> REQUIRED TASKS:
[1] Copy, word for word, the part of the sermon on the transfiguration between "Pay close attention" and "other every day.", inclusive.
[2] Answer these questions from the sermon on the transfiguration:
(a) How many dwellings does Peter propose to make, and for whom?
(b) What does the voice from the cloud say?
(c) What does God not require of all of us?
[3] Write a continuation of the sermon on the transfiguration, starting after its final sentence.

> SELECTED EXTRACT:
-- begin --
Peter turns to Jesus and says, “Master, it is good for us to be here; let us make three dwellings, one for you, one for Moses, and one for Elijah.” Peter does what most of us would do. He says to those who are with him, “Let’s find a way to preserve this. Let’s take this great thing that has happened once and see if we can make it last. Let’s build a monument so that others can see it just as we have.” This is what we’ve always tried to do with pictures and souvenirs, phone calls and postcards.

And those things help, but there’s always something missing. It’s just so hard to get someone else to experience things just the way we do. Which is why the most revealing part of the story is what comes next: “A cloud came and overshadowed them; and they were terrified as they entered the cloud. Then from the cloud came a voice that said, ‘This is my Son, my Chosen; listen to him!’”

Pay close attention to the story here. It is no coincidence that when God says, “Listen to him,” Jesus hasn’t just said something, nor does he follow it up by saying something. The message is that Jesus has been saying things all along, and it’s time to listen. The transfiguration is not about something that happened one day up on the mountaintop but about what is going on every day down below. We may not be able to share the mountaintop experience. But we can share ourselves every day. And we can listen to each other every day.

It is a strange fact of being human that many of us come to church on Sunday hoping for something of what Peter, James, and John experienced on that mountaintop, even though we have no idea what it was that they saw. We want that extraordinary, out-of-body, mountaintop experience they had, and in longing for it, we may miss the important fact that if we listen to what Jesus has to say in the ordinary times, our perspective about what happens down here on the ground could change very much.

God doesn’t require all of us to have the same mountaintop experience. What God wants is for us to listen to what Jesus has to say, to listen to it in our own way, wherever it finds us, and to try to share that unique voice with each other.
-- end --
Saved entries
-- begin --
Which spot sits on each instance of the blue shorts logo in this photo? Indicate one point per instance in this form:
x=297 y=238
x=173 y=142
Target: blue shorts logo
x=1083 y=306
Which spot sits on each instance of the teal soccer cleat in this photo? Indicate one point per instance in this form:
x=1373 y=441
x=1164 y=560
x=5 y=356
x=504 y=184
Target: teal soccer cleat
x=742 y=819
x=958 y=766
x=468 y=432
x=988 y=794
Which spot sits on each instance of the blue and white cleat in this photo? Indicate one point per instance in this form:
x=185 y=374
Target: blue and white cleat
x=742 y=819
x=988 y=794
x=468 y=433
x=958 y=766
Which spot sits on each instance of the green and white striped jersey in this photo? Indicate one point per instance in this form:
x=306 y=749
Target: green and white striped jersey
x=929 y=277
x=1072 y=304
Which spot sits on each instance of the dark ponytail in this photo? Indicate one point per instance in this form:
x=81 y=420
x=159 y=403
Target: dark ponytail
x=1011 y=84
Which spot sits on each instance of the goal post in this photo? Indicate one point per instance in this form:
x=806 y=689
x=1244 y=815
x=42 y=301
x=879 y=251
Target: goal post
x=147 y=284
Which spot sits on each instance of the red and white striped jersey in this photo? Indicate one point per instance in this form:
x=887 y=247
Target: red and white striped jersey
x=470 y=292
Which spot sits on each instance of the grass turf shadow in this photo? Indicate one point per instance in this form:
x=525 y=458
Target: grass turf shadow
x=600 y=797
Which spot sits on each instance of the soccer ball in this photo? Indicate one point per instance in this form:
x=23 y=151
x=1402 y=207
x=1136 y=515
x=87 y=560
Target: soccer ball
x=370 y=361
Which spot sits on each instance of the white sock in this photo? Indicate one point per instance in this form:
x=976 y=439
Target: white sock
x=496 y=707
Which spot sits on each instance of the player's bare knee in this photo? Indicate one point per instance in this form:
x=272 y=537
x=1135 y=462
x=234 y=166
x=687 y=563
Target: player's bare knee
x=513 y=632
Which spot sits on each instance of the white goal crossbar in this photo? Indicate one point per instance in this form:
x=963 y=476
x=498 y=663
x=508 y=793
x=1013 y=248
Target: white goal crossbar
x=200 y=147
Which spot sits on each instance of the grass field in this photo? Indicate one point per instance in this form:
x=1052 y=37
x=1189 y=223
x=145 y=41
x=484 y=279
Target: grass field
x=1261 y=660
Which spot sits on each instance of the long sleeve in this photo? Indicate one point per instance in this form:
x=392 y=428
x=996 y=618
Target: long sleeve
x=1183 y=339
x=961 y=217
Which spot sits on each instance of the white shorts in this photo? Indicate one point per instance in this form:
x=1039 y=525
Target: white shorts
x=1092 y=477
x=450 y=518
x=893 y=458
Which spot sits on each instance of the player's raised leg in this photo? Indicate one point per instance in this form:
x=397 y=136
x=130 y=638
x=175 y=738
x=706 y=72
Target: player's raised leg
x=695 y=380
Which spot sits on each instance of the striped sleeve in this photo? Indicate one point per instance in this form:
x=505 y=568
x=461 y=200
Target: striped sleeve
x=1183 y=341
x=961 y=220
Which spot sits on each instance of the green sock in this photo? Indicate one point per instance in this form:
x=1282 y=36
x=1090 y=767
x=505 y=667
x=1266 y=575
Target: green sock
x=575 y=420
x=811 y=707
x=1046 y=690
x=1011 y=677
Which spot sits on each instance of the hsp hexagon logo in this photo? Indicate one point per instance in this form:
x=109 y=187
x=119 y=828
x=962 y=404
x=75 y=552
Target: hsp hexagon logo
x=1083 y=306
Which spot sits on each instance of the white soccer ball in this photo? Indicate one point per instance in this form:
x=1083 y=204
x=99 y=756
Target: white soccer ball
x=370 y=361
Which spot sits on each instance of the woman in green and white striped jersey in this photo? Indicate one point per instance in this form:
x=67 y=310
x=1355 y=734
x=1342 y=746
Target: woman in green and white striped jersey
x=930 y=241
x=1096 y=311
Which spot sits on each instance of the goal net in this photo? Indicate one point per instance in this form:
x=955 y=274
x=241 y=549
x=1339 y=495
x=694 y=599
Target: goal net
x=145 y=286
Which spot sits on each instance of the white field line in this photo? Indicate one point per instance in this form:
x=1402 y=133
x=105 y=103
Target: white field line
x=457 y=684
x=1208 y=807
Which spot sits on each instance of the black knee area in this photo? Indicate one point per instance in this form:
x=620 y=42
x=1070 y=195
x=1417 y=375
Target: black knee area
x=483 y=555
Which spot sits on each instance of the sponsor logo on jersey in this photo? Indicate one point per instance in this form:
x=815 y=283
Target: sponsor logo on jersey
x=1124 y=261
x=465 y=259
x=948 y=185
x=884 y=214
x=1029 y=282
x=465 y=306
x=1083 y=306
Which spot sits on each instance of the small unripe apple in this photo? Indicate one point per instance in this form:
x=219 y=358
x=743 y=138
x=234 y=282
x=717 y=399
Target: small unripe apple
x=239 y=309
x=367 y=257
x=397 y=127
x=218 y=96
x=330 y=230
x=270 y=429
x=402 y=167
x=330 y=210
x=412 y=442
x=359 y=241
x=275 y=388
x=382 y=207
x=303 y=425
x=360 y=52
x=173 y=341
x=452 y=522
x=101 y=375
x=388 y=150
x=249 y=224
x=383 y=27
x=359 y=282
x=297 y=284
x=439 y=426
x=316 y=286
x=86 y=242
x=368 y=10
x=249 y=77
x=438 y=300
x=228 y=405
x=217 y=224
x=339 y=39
-- end --
-- begin --
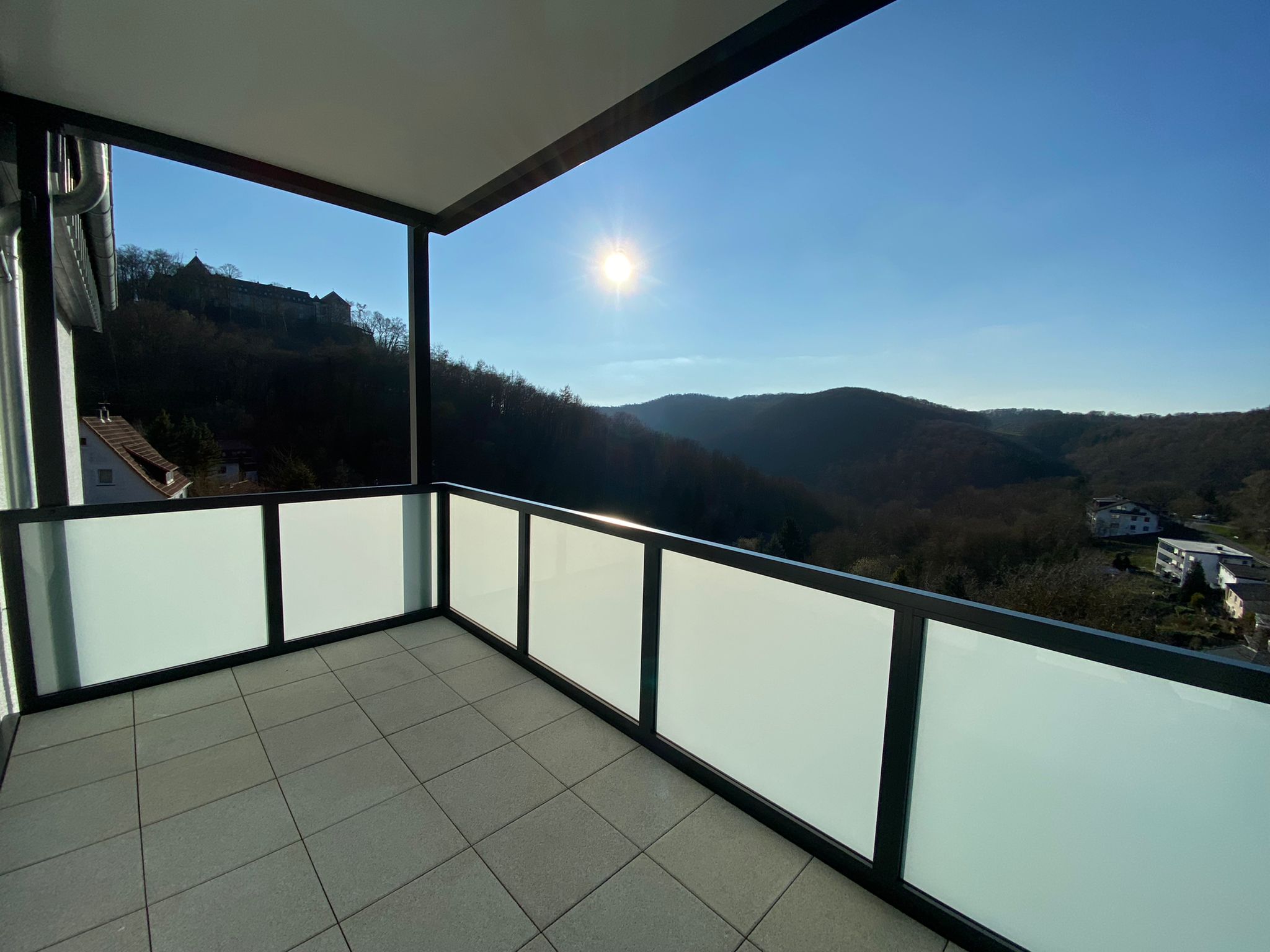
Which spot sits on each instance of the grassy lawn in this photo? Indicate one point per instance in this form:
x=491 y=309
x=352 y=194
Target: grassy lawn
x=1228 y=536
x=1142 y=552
-- end --
-- begin --
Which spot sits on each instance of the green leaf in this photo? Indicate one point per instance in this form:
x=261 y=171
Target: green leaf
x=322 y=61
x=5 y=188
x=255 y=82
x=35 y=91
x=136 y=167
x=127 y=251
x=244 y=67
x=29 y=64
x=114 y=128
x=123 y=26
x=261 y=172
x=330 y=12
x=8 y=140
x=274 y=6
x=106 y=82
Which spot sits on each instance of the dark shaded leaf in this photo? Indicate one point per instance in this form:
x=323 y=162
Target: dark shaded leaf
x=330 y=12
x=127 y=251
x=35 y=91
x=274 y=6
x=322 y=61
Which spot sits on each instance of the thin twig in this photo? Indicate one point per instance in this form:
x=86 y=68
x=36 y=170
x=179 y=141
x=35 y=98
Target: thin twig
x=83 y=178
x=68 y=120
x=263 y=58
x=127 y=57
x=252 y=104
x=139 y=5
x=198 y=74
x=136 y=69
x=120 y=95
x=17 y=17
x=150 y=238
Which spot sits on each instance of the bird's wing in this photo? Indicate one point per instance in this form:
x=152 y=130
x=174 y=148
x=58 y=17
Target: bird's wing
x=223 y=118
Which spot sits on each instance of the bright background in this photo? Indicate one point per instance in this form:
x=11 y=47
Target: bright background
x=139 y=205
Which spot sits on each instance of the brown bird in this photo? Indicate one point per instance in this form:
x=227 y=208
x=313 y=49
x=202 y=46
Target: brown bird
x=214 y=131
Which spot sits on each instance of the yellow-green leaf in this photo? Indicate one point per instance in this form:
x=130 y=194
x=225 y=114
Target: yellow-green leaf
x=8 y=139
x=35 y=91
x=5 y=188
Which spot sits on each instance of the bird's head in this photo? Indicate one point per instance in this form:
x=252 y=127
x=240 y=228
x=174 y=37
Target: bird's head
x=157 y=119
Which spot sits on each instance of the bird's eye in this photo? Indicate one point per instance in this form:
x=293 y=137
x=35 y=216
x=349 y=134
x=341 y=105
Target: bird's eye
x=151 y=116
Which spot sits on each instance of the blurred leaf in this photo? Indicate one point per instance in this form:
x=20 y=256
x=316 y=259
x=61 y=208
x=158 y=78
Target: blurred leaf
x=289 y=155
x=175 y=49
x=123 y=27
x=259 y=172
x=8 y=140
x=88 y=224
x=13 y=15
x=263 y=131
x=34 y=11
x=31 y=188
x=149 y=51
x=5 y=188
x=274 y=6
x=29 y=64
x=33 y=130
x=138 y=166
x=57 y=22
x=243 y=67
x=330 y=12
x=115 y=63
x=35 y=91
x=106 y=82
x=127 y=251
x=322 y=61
-- end --
> TASK RESPONSES:
[1]
Pay close attention to the story here. It is no coincidence that when God says, “Listen to him,” Jesus hasn’t just said something, nor does he follow it up by saying something. The message is that Jesus has been saying things all along, and it’s time to listen. The transfiguration is not about something that happened one day up on the mountaintop but about what is going on every day down below. We may not be able to share the mountaintop experience. But we can share ourselves every day. And we can listen to each other every day.

[2]
(a) Three dwellings: one for Jesus, one for Moses, and one for Elijah.
(b) "This is my Son, my Chosen; listen to him!"
(c) God does not require all of us to have the same mountaintop experience.

[3]
And it turns out that what Jesus says everyday is all about those “spaces” between us that I was talking about before. Read the stories. Jesus sees a space between the conservative Jews and his Gentile followers, and he finds a way to talk to both of them. Jesus finds poor people and sick people whom no one else will help, and he meets them as friends. Jesus encounters degraded prostitutes and the profligate rich alike, and in both cases he never lets a singular experience or characteristic define them. He wants to get to know them and learn their story.

“Listen to him,” says the voice on the mountain. The Christian message is not isolated to mountaintop experiences or one set of stories. It is a message about a man who came to earth to meet us in the midst of all our variety. That’s why Christians should hope to bridge the gap between Israelis and Palestinians and between Republicans and Democrats; we’re told to see a person and a story and a history, not just a position. That’s why Christians should find authentic and meaningful ways to relate, even to those who are not just like us. We are not called to be reactionary to a single event or characteristic; we are called to find out who our brothers and sisters really are and have been and why they feel the way they do. Christ calls us to bridge gaps with our spouses and coworkers, our closest loved ones and those who may be our fiercest enemies, because Christ sees what we too often forget: that every one of us, in all of our variety, is a child of God. And whether we are the one who travels to the mountaintop or the one who stays at home and waits, we have opportunities every day to share ourselves and our stories with others. We have the chance to reach across the spaces that divide us.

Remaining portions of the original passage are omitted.